Exercise brief:
A faithful transcription of all the data is required.

Working data:

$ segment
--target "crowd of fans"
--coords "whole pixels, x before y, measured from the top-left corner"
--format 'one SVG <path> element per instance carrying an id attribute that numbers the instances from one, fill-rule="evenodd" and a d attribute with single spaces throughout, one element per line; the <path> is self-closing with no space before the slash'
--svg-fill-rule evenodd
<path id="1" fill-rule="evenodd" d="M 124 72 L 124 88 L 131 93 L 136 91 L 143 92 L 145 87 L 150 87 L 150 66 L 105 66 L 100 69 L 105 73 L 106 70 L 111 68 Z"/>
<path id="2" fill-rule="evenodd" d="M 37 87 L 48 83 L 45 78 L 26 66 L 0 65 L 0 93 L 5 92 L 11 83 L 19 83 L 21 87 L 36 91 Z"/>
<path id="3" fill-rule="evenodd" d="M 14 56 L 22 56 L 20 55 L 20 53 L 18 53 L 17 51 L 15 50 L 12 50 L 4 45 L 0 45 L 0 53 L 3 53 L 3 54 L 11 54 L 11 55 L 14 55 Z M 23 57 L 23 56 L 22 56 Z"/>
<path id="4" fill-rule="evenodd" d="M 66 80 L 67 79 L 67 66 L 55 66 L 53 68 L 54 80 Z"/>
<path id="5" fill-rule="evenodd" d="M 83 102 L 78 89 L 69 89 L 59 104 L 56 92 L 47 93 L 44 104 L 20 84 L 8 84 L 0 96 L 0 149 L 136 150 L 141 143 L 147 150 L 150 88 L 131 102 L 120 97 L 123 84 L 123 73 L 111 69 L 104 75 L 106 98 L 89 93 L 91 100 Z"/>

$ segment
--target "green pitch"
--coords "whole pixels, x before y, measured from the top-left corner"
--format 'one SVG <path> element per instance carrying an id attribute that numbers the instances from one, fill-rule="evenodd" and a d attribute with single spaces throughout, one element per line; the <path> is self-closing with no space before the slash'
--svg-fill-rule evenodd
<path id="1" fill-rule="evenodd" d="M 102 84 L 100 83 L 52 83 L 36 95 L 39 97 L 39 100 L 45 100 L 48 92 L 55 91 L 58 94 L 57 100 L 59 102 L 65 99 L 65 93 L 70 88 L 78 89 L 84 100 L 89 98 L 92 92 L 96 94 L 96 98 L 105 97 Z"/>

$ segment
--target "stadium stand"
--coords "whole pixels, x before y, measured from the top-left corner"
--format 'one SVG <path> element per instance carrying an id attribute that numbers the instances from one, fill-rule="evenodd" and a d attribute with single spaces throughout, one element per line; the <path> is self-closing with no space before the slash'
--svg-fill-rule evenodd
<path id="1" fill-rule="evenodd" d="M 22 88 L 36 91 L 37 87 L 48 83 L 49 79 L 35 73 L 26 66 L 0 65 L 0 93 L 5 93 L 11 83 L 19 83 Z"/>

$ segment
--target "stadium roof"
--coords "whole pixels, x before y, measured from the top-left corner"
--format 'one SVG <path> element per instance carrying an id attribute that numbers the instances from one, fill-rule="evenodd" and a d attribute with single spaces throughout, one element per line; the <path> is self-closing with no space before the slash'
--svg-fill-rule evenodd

Solution to the problem:
$ segment
--target "crowd of fans"
--coords "whole pixels, x before y, measured from the top-left corner"
--format 'one SVG <path> element per instance carrying an id attribute that numbers the instances from one, fill-rule="evenodd" and a d attribute with single spaces throughout, one element per line; the <path> is self-closing with no space before the slash'
--svg-fill-rule evenodd
<path id="1" fill-rule="evenodd" d="M 124 72 L 124 88 L 131 93 L 136 91 L 143 92 L 145 87 L 150 87 L 150 66 L 105 66 L 100 69 L 105 73 L 106 70 L 111 68 Z"/>
<path id="2" fill-rule="evenodd" d="M 37 87 L 48 83 L 45 78 L 26 66 L 0 65 L 0 93 L 5 92 L 11 83 L 19 83 L 21 87 L 36 91 Z"/>
<path id="3" fill-rule="evenodd" d="M 14 56 L 22 56 L 20 55 L 20 53 L 18 53 L 17 51 L 15 50 L 12 50 L 4 45 L 0 45 L 0 53 L 3 53 L 3 54 L 11 54 L 11 55 L 14 55 Z M 23 57 L 23 56 L 22 56 Z"/>
<path id="4" fill-rule="evenodd" d="M 66 80 L 67 79 L 67 66 L 55 66 L 53 68 L 54 80 Z"/>
<path id="5" fill-rule="evenodd" d="M 83 102 L 78 89 L 69 89 L 59 104 L 56 92 L 47 93 L 44 104 L 20 84 L 8 84 L 0 96 L 0 149 L 136 150 L 141 143 L 147 150 L 150 88 L 131 102 L 120 97 L 123 84 L 123 73 L 111 69 L 104 75 L 106 98 L 89 93 L 91 100 Z"/>

$ segment
--target "green pitch"
--coords "whole pixels, x before y, measured from the top-left corner"
--format 'one SVG <path> element per instance carrying an id attribute that numbers the instances from one, fill-rule="evenodd" and a d attribute with single spaces throughout, one element per line; the <path> is self-closing with no space before the slash'
--svg-fill-rule evenodd
<path id="1" fill-rule="evenodd" d="M 102 84 L 100 83 L 52 83 L 36 95 L 39 97 L 39 100 L 45 100 L 48 92 L 55 91 L 58 94 L 57 100 L 59 102 L 65 99 L 65 93 L 70 88 L 78 89 L 84 100 L 89 98 L 92 92 L 96 94 L 96 98 L 105 97 Z"/>

$ segment
--target "stadium stand"
--coords "whole pixels, x before y, measured from the top-left corner"
--format 'one SVG <path> element per instance carrying an id attribute that numbers the instances from one, fill-rule="evenodd" and a d attribute with single spaces throughout, one element per line; the <path> is self-closing with no space before the slash'
--svg-fill-rule evenodd
<path id="1" fill-rule="evenodd" d="M 22 88 L 36 91 L 37 87 L 48 83 L 49 79 L 35 73 L 26 66 L 0 65 L 0 93 L 5 93 L 11 83 L 19 83 Z"/>

$ segment
--target "stadium roof"
--coords "whole pixels, x before y, measured from the top-left corner"
--format 'one SVG <path> element per instance carrying an id attribute that numbers the instances from one, fill-rule="evenodd" and a d attribute with single spaces throughout, one element per line; the <path> is self-closing with no space before the slash'
--svg-fill-rule evenodd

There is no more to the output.